TASK INSTRUCTIONS
In the material below, find the line containing "negative clicks: (567, 304) (585, 260)" and the line containing "299L594 294L591 318L606", then reproduce exactly both of them and every line between, and nothing else.

─── MATERIAL TO PROCESS ───

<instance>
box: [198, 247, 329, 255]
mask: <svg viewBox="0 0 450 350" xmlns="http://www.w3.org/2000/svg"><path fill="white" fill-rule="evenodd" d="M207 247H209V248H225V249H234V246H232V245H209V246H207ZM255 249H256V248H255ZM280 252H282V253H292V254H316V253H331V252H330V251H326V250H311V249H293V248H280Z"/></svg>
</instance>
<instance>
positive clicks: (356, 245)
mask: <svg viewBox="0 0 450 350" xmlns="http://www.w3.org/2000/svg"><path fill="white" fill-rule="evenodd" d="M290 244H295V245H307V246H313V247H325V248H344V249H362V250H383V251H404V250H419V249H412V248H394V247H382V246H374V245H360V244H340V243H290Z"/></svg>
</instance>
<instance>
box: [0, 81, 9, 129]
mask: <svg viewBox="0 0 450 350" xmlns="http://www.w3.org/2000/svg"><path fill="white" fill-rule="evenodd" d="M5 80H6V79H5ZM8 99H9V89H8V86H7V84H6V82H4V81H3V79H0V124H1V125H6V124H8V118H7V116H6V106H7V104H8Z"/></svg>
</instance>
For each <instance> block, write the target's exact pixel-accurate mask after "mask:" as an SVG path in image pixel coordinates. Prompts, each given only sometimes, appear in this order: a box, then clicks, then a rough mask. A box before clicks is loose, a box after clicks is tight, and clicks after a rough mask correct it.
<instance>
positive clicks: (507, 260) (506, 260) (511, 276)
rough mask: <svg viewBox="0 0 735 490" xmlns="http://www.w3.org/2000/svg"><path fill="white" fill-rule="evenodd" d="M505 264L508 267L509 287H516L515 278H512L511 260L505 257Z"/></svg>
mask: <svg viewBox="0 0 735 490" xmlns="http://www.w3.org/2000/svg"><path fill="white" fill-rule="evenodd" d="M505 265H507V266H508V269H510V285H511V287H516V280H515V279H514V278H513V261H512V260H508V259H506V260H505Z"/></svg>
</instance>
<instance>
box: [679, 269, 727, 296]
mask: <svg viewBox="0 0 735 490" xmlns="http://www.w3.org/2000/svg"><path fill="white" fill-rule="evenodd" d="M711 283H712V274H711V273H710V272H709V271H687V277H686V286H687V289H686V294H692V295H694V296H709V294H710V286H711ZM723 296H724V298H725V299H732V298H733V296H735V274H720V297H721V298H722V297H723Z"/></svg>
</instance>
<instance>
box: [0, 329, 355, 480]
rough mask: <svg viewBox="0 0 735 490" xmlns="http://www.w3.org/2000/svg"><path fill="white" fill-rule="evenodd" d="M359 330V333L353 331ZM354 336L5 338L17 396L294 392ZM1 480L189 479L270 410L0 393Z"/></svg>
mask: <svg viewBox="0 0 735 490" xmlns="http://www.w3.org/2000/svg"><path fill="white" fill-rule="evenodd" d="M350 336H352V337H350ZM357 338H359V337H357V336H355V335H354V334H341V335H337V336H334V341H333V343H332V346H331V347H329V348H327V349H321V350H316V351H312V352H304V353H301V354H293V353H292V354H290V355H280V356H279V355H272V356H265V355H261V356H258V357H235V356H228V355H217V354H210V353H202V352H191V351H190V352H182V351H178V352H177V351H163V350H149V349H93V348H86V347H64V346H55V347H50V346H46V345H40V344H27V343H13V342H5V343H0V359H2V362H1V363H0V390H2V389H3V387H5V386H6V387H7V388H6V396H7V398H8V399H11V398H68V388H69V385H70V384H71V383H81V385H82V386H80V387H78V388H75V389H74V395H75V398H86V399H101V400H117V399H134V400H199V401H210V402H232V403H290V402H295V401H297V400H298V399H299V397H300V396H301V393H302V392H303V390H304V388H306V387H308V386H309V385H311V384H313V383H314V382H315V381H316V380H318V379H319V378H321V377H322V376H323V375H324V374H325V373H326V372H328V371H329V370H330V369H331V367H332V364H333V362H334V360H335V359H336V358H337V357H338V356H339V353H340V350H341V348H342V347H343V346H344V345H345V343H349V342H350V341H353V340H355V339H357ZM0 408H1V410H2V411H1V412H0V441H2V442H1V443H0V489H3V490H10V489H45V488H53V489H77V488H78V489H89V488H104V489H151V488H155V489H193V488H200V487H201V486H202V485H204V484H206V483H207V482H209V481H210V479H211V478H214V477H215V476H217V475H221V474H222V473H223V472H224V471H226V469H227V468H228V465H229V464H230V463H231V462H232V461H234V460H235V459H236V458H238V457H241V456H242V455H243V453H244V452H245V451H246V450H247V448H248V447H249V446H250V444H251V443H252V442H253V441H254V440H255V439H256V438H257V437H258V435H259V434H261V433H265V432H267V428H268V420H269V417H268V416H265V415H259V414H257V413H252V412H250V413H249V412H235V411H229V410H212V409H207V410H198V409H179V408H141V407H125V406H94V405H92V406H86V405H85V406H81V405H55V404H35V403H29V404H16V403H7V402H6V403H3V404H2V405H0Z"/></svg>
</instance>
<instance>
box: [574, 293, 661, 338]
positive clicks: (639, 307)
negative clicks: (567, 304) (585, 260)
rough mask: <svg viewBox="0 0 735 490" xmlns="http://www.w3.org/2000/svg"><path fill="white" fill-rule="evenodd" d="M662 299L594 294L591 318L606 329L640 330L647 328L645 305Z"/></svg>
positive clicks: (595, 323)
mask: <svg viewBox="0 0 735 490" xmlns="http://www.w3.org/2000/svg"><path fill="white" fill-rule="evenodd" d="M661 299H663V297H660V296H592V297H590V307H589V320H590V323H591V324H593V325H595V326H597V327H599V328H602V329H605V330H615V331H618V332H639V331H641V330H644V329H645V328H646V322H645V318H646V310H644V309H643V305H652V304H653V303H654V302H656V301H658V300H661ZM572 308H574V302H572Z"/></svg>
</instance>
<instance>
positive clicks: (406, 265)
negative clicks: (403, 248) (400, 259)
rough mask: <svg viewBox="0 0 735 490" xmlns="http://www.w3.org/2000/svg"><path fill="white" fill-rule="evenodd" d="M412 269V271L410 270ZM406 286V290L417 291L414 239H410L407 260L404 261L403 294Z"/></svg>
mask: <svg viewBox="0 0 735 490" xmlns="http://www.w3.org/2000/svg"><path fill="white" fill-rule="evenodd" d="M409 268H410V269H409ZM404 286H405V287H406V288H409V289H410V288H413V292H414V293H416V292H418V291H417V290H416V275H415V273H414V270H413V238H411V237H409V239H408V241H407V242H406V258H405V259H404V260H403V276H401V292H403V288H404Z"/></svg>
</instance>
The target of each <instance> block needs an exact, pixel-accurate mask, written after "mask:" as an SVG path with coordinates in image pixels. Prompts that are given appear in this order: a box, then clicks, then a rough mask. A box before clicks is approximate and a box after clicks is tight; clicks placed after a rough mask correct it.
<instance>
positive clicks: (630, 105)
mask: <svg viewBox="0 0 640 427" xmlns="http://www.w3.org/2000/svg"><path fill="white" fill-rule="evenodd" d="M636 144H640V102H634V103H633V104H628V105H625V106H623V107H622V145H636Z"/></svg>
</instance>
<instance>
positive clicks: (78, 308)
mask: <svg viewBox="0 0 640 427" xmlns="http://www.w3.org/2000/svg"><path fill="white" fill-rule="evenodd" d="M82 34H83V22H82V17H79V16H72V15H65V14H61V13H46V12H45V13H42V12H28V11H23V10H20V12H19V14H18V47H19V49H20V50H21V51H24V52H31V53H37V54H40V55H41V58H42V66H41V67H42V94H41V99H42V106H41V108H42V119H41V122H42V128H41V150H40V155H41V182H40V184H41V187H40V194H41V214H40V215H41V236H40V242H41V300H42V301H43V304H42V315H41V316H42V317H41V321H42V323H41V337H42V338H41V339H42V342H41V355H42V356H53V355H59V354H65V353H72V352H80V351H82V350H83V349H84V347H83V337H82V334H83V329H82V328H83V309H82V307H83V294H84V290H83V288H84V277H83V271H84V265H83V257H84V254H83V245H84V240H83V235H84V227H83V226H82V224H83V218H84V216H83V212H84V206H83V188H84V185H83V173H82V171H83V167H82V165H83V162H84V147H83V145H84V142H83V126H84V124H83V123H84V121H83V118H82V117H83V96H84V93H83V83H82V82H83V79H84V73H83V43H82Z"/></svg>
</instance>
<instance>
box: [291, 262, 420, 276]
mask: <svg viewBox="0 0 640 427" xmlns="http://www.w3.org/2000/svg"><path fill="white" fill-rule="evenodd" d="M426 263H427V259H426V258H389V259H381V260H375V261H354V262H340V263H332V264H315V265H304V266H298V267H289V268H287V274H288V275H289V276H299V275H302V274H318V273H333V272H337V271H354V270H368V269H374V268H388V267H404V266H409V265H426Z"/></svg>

───

ANSWER TO THIS PROBLEM
negative clicks: (567, 304) (585, 260)
rough mask: <svg viewBox="0 0 735 490" xmlns="http://www.w3.org/2000/svg"><path fill="white" fill-rule="evenodd" d="M662 299L594 294L591 318L606 329L640 330L647 328L645 305Z"/></svg>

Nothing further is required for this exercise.